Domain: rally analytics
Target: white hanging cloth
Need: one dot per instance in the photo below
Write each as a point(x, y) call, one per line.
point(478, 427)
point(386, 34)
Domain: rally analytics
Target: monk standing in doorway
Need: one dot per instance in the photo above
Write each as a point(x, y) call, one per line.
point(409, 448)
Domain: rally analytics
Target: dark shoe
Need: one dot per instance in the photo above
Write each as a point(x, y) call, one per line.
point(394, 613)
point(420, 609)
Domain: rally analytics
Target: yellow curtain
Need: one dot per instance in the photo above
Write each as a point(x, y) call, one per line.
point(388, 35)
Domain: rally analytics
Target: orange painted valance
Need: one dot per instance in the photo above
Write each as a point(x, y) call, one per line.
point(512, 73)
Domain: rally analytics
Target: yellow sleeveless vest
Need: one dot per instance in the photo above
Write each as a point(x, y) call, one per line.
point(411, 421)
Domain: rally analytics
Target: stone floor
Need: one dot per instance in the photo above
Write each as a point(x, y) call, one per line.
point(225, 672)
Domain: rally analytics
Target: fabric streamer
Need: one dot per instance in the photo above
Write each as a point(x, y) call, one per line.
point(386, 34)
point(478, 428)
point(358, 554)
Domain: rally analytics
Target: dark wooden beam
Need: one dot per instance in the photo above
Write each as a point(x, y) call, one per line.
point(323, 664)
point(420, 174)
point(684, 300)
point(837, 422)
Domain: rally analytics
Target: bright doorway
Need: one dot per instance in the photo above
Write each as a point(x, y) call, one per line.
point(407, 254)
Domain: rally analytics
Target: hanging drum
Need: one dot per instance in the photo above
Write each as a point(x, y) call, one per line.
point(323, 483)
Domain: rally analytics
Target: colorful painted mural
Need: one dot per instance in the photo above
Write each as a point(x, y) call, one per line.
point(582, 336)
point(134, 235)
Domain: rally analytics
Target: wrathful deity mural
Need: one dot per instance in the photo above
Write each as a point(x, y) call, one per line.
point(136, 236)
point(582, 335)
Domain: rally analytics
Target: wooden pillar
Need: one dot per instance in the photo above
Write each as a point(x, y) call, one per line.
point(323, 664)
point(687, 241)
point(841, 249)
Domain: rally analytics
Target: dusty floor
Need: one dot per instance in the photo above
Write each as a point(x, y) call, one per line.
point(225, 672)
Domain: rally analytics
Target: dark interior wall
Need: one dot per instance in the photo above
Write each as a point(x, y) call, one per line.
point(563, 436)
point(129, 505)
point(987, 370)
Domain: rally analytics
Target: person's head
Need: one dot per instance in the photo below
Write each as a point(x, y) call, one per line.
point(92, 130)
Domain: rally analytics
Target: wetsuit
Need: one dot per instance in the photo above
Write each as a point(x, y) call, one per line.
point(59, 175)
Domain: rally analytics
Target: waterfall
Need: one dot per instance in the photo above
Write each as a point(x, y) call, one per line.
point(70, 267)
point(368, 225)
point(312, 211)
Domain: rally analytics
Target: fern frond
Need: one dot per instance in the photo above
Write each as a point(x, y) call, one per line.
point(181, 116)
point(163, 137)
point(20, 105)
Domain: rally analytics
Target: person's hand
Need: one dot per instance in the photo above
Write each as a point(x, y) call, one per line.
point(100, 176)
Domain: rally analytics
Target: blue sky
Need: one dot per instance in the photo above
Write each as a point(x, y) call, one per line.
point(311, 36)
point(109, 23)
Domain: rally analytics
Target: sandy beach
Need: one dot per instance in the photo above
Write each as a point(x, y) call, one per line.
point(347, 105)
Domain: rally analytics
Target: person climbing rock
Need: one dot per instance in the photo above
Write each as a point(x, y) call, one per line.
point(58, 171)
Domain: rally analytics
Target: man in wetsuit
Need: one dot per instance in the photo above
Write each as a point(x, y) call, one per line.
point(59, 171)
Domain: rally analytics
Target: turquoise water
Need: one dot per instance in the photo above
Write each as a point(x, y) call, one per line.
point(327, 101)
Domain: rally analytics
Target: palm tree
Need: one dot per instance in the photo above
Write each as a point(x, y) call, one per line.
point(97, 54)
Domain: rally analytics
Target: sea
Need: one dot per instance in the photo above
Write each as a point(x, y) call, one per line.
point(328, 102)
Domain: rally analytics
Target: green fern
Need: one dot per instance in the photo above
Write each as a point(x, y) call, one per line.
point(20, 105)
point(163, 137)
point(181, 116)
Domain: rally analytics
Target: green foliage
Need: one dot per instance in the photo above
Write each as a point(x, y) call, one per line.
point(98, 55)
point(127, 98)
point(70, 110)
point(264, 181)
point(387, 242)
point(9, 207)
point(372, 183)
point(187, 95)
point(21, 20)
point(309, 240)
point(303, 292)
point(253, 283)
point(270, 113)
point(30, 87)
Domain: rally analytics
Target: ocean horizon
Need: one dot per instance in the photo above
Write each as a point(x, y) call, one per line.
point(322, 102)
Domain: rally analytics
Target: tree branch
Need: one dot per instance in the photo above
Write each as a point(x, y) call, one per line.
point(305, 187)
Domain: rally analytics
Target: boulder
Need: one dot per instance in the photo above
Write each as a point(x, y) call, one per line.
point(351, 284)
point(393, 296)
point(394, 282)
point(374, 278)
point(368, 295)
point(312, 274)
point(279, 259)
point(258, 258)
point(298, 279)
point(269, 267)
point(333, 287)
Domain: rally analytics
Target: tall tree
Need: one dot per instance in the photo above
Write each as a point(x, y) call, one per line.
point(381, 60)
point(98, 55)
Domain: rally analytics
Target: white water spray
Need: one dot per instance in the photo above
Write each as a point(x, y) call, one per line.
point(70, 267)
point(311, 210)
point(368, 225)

-*-*-

● **INSTRUCTION**: Write out all of the data above line for line, changing nothing.

● **WORKED ANSWER**:
Domain: rally analytics
Target: white hanging cloth
Need: one dot per instance in the photo below
Write each as a point(x, y) call, one per line.
point(478, 427)
point(386, 34)
Domain: rally analytics
Target: monk standing in doorway
Need: one dot per instance in the photo above
Write each as a point(x, y) call, one per line.
point(409, 448)
Domain: rally analytics
Target: dark shoe
Need: one dot per instance in the photo above
Write each as a point(x, y) call, one per line.
point(394, 613)
point(420, 609)
Domain: rally analytics
Target: yellow curtain
Need: one dot per instance in the photo above
Write each as a point(x, y) call, one per line.
point(388, 35)
Domain: rally analytics
Target: orange painted valance
Need: one dot per instance in the photo above
Write each as a point(x, y) call, one per line.
point(512, 73)
Domain: rally analytics
Target: yellow sleeveless vest
Need: one dot per instance in the photo above
Write each as a point(x, y) call, one per line.
point(411, 421)
Domain: rally analytics
Target: stone floor
Need: one dot per instance in the photo above
Write each as a point(x, y) call, one per line.
point(225, 672)
Domain: rally analytics
Target: fabric streamer
Need: one dot per instance in the photo above
Write each as a point(x, y) call, one per line.
point(386, 34)
point(478, 428)
point(358, 554)
Domain: rally analytics
Target: dark wooden beam
Need: one dot per instance in the photo above
Write each as a point(x, y) call, one per line.
point(323, 664)
point(420, 174)
point(684, 300)
point(837, 422)
Domain: rally analytics
Target: bright doorway
Need: one dot per instance in the photo above
Write each as a point(x, y) call, one per line.
point(407, 254)
Domain: rally analytics
Target: hanging drum
Need: one dot per instance in the photo above
Write each as a point(x, y) call, one per line.
point(323, 483)
Domain: rally analytics
Target: colorful painted mural
Need: one dot per instance in the photo above
Write each as a point(x, y) call, one per line.
point(582, 336)
point(134, 235)
Domain: rally analytics
Target: wrathful deity mural
Need: one dot per instance in the photo above
Write each as a point(x, y) call, one per line.
point(136, 236)
point(582, 335)
Domain: rally analytics
Target: wooden pillar
Need: one dot per instance in the photo above
Write each as a point(x, y) call, one per line.
point(323, 664)
point(687, 241)
point(841, 249)
Domain: rally analytics
Target: dusty floor
Need: one dot per instance in the photo above
Write each as a point(x, y) call, one per line.
point(225, 672)
Domain: rally analytics
Target: dark interior wall
Need: one dot per instance in the photo above
Write each as a point(x, y) call, one per line.
point(563, 436)
point(129, 505)
point(987, 370)
Domain: rally analytics
Target: person's head
Need: one dot per instance in the photo below
Write each as a point(x, y) call, one per line.
point(92, 130)
Domain: rally analytics
Target: wetsuit
Need: one dot per instance in the photo above
Write each as a point(x, y) call, one per line.
point(59, 175)
Domain: rally analytics
Target: waterfall
Need: one dot per instance in the photo above
Write each as a point(x, y) call, one per line.
point(70, 267)
point(368, 225)
point(312, 211)
Domain: rally analytics
Target: fern frond
Need: one dot per instance in the photo above
Write each as a point(x, y) call, one per line.
point(181, 116)
point(163, 137)
point(20, 105)
Domain: rally analytics
Target: person's hand
Need: one dot per instance in the photo above
Write each as a point(x, y) call, one per line.
point(100, 176)
Domain: rally analytics
Target: blue sky
Need: one dot per instance in the photo above
Write each as a point(x, y) call, one per line.
point(311, 36)
point(109, 23)
Domain: rally analytics
Target: sandy beach
Need: one dot per instance in the photo above
Write each as a point(x, y) call, one per line.
point(347, 105)
Domain: rally analytics
Target: person climbing rock
Need: one dot per instance in the photo above
Write each as a point(x, y) call, one per line.
point(58, 171)
Domain: rally analytics
Target: man in wetsuit
Need: one dot per instance in the photo above
Write each as a point(x, y) call, one per line.
point(59, 171)
Domain: rally analytics
Target: turquoise water
Need: one dot per instance in the photo above
Write each as a point(x, y) call, one per line.
point(327, 101)
Domain: rally analytics
Target: palm tree
Need: one dot per instance in the photo above
Write each as a point(x, y) call, one per line.
point(97, 54)
Domain: rally analytics
Target: sea
Need: one dot per instance in the photo above
Write each as a point(x, y) call, one per line.
point(328, 102)
Domain: rally analytics
Target: green fern
Need: one dot per instance in the photo above
Write each as a point(x, y) call, one per line.
point(20, 105)
point(163, 137)
point(181, 116)
Domain: rally analytics
Target: green foliage
Need: one dot per instance in the photo above
Write each as a point(x, y) call, one per line.
point(98, 55)
point(127, 98)
point(70, 110)
point(264, 181)
point(387, 242)
point(9, 207)
point(372, 183)
point(187, 95)
point(21, 20)
point(309, 240)
point(303, 292)
point(253, 283)
point(270, 113)
point(30, 87)
Domain: rally analytics
Target: ocean horizon
Need: one dot per instance in the photo above
Write each as a point(x, y) call, one per line.
point(322, 102)
Domain: rally analytics
Target: tree branch
Need: one dot per instance in the photo above
Write each as a point(x, y) call, one per line.
point(305, 187)
Domain: rally analytics
Target: boulder
Need: one dot per instance in the photo above
Write each as a point(x, y) call, one per line.
point(351, 284)
point(393, 296)
point(394, 282)
point(374, 278)
point(368, 295)
point(312, 274)
point(279, 259)
point(258, 258)
point(298, 279)
point(269, 267)
point(333, 287)
Domain: rally analytics
Target: tall tree
Need: one dot per instance in the photo above
Write each as a point(x, y) call, one per line.
point(381, 60)
point(98, 55)
Domain: rally analytics
Target: white water spray
Need: one dot per instance in the photo above
Write each as a point(x, y) call, one per line.
point(70, 267)
point(311, 210)
point(368, 225)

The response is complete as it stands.